**What you are asked to do:** The line containing "in blue jersey" marks the start. Return it and every later line of the listing below exactly, ending with the last one.

**Data for the task:**
BEGIN

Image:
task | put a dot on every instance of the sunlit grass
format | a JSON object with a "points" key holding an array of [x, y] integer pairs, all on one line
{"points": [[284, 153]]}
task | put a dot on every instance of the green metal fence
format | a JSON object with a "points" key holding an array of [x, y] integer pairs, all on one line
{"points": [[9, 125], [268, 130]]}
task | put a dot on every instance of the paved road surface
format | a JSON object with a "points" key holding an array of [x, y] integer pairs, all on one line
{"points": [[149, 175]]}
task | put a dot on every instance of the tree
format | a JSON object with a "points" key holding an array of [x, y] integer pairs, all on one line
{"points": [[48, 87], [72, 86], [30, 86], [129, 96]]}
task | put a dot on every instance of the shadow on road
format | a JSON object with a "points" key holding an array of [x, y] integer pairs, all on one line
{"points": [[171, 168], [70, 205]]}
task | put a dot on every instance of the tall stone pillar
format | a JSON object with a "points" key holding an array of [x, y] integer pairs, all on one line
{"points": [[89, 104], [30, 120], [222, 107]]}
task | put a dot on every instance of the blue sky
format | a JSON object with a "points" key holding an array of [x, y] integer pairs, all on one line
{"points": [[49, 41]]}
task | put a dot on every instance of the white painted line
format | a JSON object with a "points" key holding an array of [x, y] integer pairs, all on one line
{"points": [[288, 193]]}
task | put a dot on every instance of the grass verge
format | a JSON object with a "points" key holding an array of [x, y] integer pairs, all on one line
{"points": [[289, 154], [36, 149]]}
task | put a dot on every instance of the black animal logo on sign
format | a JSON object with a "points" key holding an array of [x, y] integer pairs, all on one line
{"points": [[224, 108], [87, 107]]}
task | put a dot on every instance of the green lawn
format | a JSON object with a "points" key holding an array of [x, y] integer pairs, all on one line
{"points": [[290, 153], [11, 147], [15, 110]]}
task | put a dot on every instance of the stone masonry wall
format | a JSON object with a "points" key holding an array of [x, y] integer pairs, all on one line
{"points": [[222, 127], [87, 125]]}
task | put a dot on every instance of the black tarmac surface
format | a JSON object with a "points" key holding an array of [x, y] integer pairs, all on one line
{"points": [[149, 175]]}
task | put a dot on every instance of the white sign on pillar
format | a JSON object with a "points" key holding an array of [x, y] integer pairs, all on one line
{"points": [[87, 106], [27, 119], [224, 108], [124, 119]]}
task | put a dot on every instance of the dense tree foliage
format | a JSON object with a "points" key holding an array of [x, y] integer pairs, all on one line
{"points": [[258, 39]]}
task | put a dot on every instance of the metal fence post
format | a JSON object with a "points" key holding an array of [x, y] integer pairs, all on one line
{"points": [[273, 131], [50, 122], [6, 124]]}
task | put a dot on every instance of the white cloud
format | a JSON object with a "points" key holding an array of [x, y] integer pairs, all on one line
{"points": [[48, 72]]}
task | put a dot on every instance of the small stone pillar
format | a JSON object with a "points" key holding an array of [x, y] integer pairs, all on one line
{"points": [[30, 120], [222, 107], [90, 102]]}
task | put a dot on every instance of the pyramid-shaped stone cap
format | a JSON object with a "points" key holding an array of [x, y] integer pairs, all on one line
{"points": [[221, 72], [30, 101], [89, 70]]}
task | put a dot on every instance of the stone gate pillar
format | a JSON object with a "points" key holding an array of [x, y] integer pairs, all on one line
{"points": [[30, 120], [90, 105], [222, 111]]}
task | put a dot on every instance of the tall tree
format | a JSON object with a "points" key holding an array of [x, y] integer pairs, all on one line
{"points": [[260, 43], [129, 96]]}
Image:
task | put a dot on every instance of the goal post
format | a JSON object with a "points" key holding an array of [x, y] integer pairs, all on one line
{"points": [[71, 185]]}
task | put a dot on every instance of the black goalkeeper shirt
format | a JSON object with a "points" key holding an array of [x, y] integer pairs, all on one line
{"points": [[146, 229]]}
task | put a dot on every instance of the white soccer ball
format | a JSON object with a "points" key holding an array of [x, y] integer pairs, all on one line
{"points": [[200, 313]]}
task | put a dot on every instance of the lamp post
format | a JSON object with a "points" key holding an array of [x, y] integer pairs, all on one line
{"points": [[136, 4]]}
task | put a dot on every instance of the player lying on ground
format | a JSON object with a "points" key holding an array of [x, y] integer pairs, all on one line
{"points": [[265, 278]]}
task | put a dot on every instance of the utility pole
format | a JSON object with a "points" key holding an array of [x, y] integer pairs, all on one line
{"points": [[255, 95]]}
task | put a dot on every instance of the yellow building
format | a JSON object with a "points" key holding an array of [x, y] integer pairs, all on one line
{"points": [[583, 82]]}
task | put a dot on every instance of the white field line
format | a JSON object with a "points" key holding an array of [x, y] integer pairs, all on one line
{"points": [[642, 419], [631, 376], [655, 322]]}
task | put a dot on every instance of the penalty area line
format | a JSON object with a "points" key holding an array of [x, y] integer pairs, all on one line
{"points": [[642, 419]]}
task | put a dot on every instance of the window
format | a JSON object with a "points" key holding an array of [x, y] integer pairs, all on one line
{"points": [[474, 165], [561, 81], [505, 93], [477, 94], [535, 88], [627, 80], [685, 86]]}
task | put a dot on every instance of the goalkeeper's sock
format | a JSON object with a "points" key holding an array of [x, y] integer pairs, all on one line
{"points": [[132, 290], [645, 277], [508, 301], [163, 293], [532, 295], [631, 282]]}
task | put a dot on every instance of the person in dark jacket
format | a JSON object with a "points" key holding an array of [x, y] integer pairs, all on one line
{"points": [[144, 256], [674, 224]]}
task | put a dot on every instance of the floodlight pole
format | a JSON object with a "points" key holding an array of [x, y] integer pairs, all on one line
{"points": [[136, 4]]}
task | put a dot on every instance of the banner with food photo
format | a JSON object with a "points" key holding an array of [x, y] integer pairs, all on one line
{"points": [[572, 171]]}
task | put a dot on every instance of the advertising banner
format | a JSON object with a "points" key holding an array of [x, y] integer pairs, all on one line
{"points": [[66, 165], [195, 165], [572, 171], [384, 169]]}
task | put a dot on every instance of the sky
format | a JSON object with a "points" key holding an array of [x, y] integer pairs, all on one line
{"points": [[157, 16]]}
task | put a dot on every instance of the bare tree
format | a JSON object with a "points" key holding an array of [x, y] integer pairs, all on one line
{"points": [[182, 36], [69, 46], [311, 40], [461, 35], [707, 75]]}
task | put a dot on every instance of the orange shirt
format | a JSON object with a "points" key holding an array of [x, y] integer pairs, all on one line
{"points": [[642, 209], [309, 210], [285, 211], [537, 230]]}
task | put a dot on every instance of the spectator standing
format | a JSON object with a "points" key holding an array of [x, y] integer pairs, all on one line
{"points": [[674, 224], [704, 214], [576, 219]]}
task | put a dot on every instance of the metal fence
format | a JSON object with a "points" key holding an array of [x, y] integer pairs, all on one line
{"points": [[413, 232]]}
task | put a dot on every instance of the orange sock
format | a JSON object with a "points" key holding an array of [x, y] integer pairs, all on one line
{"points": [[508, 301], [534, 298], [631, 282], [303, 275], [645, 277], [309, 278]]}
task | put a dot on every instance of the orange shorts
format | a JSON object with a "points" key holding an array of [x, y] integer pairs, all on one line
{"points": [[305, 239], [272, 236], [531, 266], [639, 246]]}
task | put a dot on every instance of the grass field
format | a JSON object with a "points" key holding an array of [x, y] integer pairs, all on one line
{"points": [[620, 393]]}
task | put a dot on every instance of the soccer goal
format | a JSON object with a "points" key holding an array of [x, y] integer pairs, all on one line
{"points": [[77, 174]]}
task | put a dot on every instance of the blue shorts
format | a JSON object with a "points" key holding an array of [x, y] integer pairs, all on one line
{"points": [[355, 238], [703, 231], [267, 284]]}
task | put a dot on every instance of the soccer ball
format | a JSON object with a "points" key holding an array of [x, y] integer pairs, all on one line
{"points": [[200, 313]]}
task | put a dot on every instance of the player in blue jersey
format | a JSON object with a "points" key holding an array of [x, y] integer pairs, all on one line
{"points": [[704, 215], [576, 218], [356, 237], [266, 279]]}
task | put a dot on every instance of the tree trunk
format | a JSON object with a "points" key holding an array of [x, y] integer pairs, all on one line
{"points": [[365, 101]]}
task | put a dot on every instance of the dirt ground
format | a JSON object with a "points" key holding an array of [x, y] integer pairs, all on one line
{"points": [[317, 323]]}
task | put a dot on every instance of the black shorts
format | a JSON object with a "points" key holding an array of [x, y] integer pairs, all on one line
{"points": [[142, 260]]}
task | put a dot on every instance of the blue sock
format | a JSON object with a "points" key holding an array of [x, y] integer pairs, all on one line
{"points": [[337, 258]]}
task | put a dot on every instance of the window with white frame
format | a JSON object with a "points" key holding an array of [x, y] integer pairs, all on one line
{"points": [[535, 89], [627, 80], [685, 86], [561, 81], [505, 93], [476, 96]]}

END

**The answer:**
task | put a dot on every instance of the player in blue jersey
format | a JSON object with a "points" key holding an array of [x, y] integer pairs, all on one line
{"points": [[704, 215], [576, 218], [356, 237], [266, 279]]}
task | put a dot on every instance of the tree trunk
format | a JSON object with a "points" key holding an array of [x, y] integer pairs, all on one line
{"points": [[365, 101]]}
task | put a dot on every instance of the dirt ground
format | a JSON object with a "points" key holding an array of [x, y] integer pairs, all on one line
{"points": [[317, 323]]}
task | put a dot on every instance of the black shorts
format | a JSON object with a "points" key holding an array of [x, y] integer pairs, all on one line
{"points": [[142, 260]]}
task | put a dot on every instance of the blue sock
format | a JSON object with a "points" key holding an array of [x, y] integer pairs, all on one line
{"points": [[337, 258]]}
task | put a dot on every instance of the window with white frame
format | a JSON object with a "points" key holding an array of [x, y] integer pairs, all on one line
{"points": [[535, 89], [627, 80], [685, 86], [561, 81], [505, 93], [476, 96]]}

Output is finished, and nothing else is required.